- Material supplied
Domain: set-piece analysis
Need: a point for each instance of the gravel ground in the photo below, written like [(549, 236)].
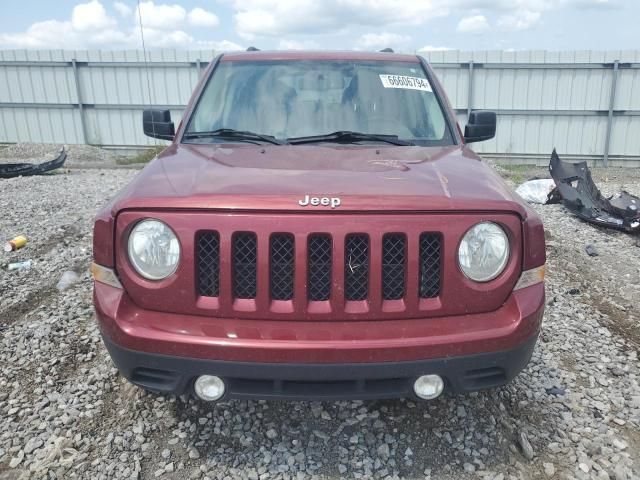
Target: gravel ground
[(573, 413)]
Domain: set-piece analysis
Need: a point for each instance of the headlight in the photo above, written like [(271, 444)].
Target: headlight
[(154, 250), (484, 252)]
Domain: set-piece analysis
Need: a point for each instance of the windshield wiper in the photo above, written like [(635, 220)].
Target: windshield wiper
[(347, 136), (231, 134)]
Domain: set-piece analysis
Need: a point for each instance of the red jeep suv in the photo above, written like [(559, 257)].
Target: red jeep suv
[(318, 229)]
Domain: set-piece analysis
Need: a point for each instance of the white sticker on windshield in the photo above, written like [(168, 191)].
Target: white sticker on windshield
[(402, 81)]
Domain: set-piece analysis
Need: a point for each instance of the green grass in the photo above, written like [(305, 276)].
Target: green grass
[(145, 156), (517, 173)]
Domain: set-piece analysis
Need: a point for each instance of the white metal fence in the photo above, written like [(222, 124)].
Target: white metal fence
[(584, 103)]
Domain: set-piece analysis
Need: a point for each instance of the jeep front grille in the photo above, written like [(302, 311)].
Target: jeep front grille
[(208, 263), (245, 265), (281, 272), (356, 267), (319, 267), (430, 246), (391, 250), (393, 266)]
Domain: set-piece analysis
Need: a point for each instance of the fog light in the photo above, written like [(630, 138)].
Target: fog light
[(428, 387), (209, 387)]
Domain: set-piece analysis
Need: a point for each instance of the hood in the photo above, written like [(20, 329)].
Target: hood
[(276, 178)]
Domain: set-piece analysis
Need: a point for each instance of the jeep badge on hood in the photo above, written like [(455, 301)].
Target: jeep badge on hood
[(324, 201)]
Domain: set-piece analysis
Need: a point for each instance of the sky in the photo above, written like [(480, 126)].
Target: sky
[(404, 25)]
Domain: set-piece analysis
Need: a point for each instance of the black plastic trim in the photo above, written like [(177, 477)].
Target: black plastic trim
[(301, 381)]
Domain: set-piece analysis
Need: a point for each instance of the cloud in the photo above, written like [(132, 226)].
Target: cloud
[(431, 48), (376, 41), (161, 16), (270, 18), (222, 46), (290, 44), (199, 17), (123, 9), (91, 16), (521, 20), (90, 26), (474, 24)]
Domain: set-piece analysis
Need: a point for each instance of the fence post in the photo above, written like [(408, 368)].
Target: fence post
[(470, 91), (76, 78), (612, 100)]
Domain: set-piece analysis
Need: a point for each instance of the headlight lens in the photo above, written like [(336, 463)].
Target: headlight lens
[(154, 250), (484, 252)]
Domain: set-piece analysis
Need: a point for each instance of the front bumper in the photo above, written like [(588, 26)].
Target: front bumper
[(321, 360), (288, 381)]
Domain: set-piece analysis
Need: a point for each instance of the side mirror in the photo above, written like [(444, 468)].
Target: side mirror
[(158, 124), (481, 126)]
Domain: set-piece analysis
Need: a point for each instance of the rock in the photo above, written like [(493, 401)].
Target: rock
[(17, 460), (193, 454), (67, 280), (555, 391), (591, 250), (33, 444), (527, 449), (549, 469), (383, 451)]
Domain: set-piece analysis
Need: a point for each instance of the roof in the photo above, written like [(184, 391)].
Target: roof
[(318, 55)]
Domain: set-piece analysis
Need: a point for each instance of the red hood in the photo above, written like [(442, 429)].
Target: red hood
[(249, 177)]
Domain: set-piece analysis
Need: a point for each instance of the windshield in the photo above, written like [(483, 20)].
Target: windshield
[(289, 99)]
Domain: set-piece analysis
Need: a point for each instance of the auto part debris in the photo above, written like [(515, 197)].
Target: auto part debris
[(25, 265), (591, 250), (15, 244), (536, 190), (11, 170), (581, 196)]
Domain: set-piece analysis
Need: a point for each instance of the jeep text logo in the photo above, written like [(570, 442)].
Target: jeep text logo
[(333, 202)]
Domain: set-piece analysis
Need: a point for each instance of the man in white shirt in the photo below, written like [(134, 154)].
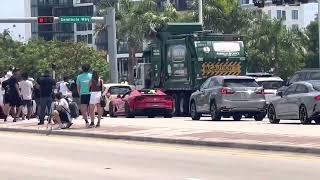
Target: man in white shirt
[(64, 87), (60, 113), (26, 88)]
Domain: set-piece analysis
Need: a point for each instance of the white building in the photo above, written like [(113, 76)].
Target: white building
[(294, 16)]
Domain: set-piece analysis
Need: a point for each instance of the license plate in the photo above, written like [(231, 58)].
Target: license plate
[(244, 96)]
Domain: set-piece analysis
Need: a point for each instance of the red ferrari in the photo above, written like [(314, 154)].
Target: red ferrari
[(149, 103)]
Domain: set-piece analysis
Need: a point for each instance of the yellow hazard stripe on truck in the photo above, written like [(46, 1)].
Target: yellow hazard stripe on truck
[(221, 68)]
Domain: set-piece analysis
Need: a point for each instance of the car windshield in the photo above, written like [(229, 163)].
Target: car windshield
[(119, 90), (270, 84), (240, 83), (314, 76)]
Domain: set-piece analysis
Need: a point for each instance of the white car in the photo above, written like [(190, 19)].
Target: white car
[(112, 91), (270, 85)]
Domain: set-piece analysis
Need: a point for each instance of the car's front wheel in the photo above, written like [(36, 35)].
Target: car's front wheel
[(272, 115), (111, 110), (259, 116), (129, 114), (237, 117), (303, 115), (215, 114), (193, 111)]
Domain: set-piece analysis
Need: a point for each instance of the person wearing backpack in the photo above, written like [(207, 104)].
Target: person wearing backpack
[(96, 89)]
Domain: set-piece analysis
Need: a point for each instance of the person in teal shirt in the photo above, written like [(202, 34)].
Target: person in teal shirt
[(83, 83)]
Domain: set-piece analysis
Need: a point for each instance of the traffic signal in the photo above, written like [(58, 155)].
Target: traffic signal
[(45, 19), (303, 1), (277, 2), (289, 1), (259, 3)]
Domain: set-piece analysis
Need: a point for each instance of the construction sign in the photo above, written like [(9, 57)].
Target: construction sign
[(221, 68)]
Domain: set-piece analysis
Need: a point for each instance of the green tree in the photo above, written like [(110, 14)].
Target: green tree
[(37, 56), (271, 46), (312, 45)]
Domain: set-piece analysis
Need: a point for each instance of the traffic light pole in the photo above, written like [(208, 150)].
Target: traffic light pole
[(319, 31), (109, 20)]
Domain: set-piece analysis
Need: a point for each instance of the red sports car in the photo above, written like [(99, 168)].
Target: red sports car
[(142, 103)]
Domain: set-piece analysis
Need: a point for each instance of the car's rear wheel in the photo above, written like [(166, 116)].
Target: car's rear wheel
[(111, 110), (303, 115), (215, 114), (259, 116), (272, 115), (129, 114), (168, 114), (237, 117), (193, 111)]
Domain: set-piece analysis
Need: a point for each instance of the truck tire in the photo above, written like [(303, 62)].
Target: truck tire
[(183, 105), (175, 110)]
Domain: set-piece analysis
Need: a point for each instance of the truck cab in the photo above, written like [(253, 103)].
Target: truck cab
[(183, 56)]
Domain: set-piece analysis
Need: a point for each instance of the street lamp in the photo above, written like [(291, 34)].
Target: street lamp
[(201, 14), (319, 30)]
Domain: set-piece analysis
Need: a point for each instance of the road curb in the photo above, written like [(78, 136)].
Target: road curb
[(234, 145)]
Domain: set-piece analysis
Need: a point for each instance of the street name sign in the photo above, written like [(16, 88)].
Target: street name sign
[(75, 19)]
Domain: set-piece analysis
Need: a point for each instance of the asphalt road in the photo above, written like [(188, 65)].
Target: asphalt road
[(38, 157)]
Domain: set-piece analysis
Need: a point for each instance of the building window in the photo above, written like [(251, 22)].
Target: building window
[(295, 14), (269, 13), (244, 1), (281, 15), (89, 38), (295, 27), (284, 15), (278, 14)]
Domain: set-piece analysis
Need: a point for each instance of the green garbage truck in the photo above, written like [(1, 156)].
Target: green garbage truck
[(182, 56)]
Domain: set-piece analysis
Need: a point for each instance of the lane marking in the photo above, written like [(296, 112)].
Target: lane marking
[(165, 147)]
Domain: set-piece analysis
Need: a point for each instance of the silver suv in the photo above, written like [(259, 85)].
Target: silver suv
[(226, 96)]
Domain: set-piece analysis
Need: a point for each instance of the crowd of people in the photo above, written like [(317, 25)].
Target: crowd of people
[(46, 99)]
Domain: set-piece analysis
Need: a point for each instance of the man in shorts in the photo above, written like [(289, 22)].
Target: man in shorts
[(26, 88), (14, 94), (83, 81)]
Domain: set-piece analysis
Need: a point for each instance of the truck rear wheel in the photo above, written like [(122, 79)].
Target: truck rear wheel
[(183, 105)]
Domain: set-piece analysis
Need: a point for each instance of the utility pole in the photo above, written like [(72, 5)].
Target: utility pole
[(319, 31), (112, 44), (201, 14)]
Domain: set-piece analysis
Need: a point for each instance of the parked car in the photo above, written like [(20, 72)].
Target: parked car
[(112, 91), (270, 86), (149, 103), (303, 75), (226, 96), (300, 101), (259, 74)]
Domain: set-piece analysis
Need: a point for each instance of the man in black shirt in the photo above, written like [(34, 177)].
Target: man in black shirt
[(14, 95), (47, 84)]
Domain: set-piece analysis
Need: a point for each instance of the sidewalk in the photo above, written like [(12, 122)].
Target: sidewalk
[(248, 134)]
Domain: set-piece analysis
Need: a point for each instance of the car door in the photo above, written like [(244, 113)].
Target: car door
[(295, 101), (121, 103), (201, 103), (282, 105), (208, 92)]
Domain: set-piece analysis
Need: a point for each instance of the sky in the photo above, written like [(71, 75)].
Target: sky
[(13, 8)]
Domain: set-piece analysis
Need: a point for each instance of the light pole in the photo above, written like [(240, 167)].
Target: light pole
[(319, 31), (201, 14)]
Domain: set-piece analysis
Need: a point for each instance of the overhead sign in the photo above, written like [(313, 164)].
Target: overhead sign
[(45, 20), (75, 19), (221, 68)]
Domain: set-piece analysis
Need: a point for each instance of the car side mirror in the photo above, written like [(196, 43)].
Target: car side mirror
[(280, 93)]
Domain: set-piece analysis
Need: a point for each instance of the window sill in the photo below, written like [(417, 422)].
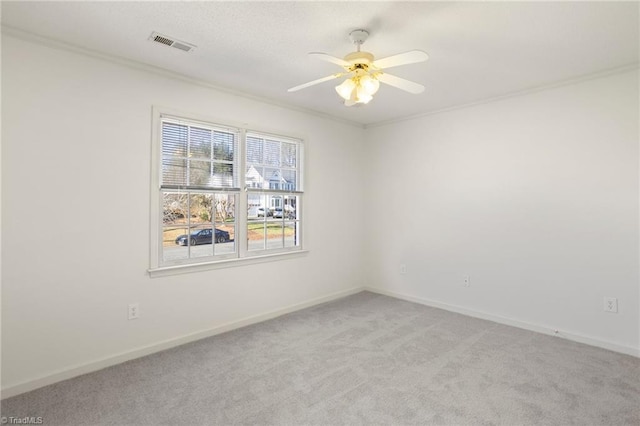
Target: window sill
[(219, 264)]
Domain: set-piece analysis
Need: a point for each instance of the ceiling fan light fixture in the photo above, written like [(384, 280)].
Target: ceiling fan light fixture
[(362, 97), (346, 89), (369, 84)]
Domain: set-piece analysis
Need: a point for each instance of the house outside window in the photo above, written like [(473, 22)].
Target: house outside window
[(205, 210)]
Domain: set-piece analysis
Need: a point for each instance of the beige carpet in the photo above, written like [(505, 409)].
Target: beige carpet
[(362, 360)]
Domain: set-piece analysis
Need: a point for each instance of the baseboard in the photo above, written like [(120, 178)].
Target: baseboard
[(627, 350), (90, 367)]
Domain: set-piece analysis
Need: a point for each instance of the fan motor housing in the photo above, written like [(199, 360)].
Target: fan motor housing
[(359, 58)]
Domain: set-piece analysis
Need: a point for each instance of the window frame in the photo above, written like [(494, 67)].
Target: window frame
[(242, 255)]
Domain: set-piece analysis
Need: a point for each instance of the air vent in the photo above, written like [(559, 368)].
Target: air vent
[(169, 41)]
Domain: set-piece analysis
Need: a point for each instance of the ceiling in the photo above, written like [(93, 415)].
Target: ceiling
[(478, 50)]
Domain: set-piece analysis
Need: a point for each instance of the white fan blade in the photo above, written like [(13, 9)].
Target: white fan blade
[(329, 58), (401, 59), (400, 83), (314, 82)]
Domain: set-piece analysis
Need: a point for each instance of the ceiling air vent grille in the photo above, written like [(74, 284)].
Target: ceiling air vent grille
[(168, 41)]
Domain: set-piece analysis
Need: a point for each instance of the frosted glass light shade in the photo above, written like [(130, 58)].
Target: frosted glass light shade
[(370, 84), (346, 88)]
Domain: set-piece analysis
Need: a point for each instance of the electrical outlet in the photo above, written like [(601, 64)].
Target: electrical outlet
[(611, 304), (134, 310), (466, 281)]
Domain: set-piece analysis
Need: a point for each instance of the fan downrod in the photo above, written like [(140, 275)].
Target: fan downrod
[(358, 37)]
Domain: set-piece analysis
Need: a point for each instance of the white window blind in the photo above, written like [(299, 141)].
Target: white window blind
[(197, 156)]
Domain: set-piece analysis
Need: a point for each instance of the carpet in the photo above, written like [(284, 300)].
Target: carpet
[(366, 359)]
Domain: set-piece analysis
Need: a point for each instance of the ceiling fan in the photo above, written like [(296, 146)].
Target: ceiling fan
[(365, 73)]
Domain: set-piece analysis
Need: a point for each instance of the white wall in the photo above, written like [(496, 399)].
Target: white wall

- Set exercise
Reproduce the entries word for word, from their first line through the line that contains "[(428, 387), (209, 387)]", omitting the pictures.

- Complete response
Domain: set-piece analysis
Need: a point for each instance of the gravel ground in the photo below, written like [(549, 236)].
Target: gravel ground
[(573, 413)]
Domain: set-piece analysis
Need: a point for each instance of the headlight in the photo above, written like [(271, 444)].
Target: headlight
[(154, 250), (484, 252)]
Domain: set-piece analysis
Need: a point for each instance of the windshield wiper in the photo above, written like [(635, 220)].
Target: windshield wiper
[(347, 136), (231, 134)]
Domain: set-piece analysis
Need: a point for each instance of the red jeep suv in the photo above, written like [(559, 257)].
Target: red jeep suv
[(318, 229)]
Domain: set-piece analysis
Need: a point for each instance of the white sticker on windshield in the photo above, written like [(168, 191)].
Target: white sticker on windshield
[(402, 81)]
Domain: set-piece analysis
Need: a point for each instance of the green grass in the photo above, written like [(305, 276)].
Target: green grass
[(145, 156), (517, 173)]
Domain: set-piece analysis
Need: a point for each instance of the white metal fence in the photo above, written like [(222, 124)].
Target: white metal fence
[(584, 103)]
Domain: set-piece analysis
Need: a point for each instance of the jeep front grille in the photo above, written like [(302, 311)].
Target: jeep front grille
[(208, 263), (245, 265), (281, 272), (356, 267), (319, 267), (430, 246), (391, 250), (393, 266)]
Domain: set-piece analysis
Need: a point for each instance of the fog light in the photo above, written like [(630, 138)].
Target: fog light
[(428, 387), (209, 387)]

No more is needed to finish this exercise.